[Document excerpt]:
━━━━

10 Habits of Successful Authors

Still haven’t made your New Year’s resolutions yet? The following list is an excellent place to start, whether you’re jumpstarting your writing career, or whether you’ve been writing for years and need to scrape off some rust. If, by the end of the year, you can cross the following habits of successful authors off your checklist, you’ll be a force to reckon with in the literary world!

1. Successful Authors … Write Every Day

Treat your writing like a job, whether it is yet or not. Writing something every day, even if it’s only a paragraph, keeps your creative pump primed and your inertia at bay.

2. Successful Authors … Finish Stories

Discipline yourself to finish every story you start. If you quit whenever the going gets tough, or whenever the shine of a new idea beckons, you’ll never finish a story. No one reads (much less buys) half-finished tales.

3. Successful Authors … Learn the Rules

Thankfully, writing is largely a craft that can be self-taught. Read voraciously: fiction, books on writing (check out my list of recommend books), blogs, workshops, and anything else you can find. Never stop learning.

4. Successful Authors … Break the Rules

Once you have a solid understanding of the principles of fiction, don’t be afraid to step beyond their confines. Experiment. Think outside the box. Fiction is based on a set of basic tenets because they’ve been proven to work, but art is an evolution. If it stagnates, it dies.

5. Successful Authors … Create Their Own Inspiration

Pinpoint what inspires you and surround yourself with stimuli. Discipline, creativity, and persistence are a cure-all for writer’s block. Don’t allow writer’s block to become an excuse for giving up.

━━━━

[Required work]:
1 > Answer these questions about the author-habits article:
(a) Under the daily-writing habit, what is the smallest amount of writing named as still worth doing each day?
(b) According to the rule-breaking habit, why is fiction based on a set of basic tenets?
(c) Which three qualities does the article call a cure-all for writer's block?
2 > Write the next part of the author-habits article, picking up after its last sentence.
The rows below come from a separate source and are not part of the author-habits article.

━━━━

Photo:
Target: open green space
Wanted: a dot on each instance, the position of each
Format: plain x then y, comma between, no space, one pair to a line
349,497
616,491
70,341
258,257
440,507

━━━━

[Expected responses]:
1 >
(a) Only a paragraph.
(b) Because they've been proven to work.
(c) Discipline, creativity, and persistence.

2 >
6. Successful Authors … Don’t Slack on the Hard Stuff

Not all of writing is fun and games, but if you want to create a polished story, you have to submit to the hard stuff, as well as the fun stuff. Don’t cut corners on research, outlining, or editing. The extra work always pays off in the end.

7. Successful Authors … Follow Their Hearts, Not the Market

Art is a deeply personal expression. Write the story your heart has to tell. Conforming your work to the market, just for the market’s sake, will cheat both yourself and your readers in the long run.

8. Successful Authors … Develop a Thick Skin

Criticism of our work can seem like a personal attack. But criticism—especially when coming from critique partners, agents, and editors—is a vital part of the process. Accept constructive criticism, learn from it, and use it to make your story better.

9. Successful Authors … Set Their Stories Free

When the time comes to send your stories into the world, learn to let them go. Your characters are yours no longer. They belong to everyone who reads them. Rejoice that you’re able to share them, say goodbye, and move onto the next story.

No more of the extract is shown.